▶ **Data extract**
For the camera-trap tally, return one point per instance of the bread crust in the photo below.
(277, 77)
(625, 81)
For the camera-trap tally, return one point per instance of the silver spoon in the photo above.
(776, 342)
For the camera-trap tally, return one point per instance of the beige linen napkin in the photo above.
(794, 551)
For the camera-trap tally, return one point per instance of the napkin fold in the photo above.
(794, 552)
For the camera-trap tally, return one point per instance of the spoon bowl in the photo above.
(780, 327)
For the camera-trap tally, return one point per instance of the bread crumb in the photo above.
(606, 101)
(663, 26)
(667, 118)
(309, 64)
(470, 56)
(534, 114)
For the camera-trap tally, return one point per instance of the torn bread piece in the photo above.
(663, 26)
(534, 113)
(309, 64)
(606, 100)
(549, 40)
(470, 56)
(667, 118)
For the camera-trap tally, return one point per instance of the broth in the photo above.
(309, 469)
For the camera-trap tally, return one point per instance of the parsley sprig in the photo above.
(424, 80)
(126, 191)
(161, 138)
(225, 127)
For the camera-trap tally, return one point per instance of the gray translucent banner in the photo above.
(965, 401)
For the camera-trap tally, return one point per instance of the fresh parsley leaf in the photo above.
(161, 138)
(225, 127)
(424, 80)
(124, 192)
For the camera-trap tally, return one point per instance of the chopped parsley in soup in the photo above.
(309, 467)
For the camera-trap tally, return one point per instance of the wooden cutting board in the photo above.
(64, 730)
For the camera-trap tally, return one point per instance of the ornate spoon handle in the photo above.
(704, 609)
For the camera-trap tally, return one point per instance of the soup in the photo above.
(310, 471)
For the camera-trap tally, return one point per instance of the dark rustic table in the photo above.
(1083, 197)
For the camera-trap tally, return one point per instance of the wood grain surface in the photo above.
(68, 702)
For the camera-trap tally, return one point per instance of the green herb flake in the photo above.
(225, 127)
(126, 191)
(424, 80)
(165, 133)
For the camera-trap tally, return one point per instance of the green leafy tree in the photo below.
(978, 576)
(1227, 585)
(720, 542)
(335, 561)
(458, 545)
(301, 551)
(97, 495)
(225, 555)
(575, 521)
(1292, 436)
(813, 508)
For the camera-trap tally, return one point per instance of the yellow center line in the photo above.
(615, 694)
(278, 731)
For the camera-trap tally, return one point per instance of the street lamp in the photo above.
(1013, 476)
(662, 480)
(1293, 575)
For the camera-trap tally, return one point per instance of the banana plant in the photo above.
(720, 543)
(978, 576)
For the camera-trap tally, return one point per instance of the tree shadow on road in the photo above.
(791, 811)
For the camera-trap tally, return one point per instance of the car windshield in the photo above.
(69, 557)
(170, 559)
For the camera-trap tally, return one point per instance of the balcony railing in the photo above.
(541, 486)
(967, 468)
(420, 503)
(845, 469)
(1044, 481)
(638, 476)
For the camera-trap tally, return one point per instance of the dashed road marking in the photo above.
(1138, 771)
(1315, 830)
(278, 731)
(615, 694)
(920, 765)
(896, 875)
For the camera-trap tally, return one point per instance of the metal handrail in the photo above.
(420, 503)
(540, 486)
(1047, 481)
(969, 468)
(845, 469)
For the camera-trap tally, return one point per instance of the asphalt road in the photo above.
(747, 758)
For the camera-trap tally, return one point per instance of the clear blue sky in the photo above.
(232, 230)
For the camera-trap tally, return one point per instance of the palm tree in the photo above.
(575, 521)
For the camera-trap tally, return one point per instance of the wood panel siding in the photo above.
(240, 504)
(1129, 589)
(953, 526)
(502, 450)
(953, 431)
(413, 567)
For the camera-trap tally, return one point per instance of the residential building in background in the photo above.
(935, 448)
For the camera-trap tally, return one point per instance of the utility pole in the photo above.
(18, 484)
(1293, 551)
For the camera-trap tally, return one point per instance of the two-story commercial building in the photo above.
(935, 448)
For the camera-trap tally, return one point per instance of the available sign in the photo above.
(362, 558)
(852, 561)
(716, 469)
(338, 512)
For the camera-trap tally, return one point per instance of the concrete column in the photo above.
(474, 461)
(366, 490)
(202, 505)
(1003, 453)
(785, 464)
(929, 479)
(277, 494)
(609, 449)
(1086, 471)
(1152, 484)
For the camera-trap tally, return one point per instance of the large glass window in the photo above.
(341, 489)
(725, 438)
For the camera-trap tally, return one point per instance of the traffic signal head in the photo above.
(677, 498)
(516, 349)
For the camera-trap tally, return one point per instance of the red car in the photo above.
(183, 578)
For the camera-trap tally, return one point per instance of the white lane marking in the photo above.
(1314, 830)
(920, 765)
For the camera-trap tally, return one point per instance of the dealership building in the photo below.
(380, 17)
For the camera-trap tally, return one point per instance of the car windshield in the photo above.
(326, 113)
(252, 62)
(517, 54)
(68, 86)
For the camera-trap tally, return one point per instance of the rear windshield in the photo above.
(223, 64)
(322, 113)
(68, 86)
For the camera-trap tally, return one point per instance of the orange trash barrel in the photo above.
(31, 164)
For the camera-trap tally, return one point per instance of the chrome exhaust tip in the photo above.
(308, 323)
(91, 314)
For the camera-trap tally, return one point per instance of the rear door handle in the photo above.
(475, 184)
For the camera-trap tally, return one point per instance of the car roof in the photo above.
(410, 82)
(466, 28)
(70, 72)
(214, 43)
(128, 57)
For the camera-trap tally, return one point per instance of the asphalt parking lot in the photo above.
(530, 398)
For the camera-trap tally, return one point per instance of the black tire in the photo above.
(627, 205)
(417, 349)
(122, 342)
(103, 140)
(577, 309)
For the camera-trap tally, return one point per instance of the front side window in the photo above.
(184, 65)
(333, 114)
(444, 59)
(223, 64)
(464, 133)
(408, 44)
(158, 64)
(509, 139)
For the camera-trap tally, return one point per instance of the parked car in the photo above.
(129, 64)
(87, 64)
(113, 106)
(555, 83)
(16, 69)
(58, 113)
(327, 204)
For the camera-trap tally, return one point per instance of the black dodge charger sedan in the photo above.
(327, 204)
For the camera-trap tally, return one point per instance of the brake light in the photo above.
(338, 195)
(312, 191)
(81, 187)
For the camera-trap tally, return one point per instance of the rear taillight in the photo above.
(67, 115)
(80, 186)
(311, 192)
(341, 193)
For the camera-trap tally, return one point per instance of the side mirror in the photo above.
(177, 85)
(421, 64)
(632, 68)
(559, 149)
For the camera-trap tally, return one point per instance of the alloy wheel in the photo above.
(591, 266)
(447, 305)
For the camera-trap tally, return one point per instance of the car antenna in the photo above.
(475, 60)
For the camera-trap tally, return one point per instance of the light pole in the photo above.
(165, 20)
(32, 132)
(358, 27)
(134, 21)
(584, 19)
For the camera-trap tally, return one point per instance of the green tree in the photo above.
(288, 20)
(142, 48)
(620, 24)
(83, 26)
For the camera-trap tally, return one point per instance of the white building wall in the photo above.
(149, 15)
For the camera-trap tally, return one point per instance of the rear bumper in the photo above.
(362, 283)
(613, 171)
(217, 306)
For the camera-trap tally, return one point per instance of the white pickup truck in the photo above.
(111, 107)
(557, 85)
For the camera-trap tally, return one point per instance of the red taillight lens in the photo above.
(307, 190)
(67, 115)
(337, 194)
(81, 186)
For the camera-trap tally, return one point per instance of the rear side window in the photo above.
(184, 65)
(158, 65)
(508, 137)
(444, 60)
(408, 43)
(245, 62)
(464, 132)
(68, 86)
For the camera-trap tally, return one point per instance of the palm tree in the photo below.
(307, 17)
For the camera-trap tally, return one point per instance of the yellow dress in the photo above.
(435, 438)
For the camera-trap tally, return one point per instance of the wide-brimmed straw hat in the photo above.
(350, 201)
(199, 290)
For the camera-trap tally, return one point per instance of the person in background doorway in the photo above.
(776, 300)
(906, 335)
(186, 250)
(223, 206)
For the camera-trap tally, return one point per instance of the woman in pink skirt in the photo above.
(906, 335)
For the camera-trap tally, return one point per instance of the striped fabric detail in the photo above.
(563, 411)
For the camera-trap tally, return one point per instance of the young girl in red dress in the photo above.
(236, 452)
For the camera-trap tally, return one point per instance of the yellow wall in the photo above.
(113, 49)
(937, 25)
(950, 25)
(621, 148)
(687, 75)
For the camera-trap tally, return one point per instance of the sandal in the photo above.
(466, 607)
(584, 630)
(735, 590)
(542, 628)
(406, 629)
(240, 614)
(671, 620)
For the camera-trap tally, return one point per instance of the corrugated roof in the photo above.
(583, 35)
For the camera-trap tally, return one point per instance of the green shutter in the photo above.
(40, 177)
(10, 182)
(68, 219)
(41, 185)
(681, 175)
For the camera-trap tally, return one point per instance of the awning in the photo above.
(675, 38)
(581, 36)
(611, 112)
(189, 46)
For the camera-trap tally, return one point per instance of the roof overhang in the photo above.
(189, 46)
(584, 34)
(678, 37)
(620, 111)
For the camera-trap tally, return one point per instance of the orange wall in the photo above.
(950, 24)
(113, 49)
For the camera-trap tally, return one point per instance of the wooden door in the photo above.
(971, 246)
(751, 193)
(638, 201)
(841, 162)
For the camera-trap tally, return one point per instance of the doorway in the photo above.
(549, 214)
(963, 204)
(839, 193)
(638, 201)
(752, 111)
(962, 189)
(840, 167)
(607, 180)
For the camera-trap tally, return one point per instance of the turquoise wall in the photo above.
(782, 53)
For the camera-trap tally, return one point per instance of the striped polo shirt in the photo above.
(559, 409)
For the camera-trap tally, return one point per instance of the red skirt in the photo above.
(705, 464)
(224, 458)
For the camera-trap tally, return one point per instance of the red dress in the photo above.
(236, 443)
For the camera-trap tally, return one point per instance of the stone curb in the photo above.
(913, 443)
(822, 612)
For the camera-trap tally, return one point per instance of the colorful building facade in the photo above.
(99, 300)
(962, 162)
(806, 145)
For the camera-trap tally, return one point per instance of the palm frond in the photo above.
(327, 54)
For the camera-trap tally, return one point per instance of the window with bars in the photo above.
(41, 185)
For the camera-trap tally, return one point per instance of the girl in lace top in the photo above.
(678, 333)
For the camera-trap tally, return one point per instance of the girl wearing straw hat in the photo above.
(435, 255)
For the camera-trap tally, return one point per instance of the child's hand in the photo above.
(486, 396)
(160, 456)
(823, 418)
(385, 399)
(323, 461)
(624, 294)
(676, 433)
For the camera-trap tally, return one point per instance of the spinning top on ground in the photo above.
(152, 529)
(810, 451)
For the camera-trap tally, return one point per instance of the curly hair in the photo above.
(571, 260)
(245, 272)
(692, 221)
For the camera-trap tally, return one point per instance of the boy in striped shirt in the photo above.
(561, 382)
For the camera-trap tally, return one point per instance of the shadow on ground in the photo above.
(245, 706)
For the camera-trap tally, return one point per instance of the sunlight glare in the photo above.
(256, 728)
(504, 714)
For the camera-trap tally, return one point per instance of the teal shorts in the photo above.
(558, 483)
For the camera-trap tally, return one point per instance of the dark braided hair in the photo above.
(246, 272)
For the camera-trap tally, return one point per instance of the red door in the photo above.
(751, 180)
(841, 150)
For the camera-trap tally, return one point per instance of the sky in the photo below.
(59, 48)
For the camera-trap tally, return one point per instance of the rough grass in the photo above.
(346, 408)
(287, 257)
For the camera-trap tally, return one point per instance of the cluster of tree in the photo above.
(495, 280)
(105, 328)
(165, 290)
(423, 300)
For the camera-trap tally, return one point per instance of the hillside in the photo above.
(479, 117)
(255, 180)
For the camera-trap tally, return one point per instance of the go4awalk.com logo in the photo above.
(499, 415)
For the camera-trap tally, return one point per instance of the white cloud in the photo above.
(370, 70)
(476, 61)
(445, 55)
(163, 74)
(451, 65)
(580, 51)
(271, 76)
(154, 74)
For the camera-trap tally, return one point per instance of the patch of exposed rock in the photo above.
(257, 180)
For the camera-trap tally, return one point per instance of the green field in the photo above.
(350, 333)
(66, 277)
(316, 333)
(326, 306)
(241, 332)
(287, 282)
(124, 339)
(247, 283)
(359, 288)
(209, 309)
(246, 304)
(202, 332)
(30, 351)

▶ **Instruction**
Output exactly the lines above, from the one holding "grass in the photo above." through the end of the data, including the first and last.

▶ **Worked answer**
For the camera-trap tally, return one point per instance of the rough grass in the photo above.
(346, 408)
(287, 257)
For the camera-trap tally, return one point per instance of the cluster of tree in the photo above.
(495, 280)
(105, 328)
(165, 290)
(423, 300)
For the camera-trap tally, return one point per instance of the hillside in the photo above.
(479, 117)
(255, 180)
For the camera-trap tally, return one point per instance of the go4awalk.com logo in the photo above.
(499, 415)
For the camera-trap tally, return one point per instance of the white cloud in the photo above.
(370, 70)
(476, 61)
(445, 55)
(163, 74)
(451, 65)
(580, 51)
(271, 76)
(154, 74)
For the camera-trap tally, return one point per instance of the patch of exposed rock in the photo above.
(257, 180)
For the camera-trap tally, return one point per instance of the green field in the photo above.
(350, 333)
(66, 277)
(316, 333)
(326, 306)
(241, 332)
(287, 282)
(124, 339)
(247, 283)
(359, 288)
(209, 309)
(246, 304)
(202, 332)
(30, 351)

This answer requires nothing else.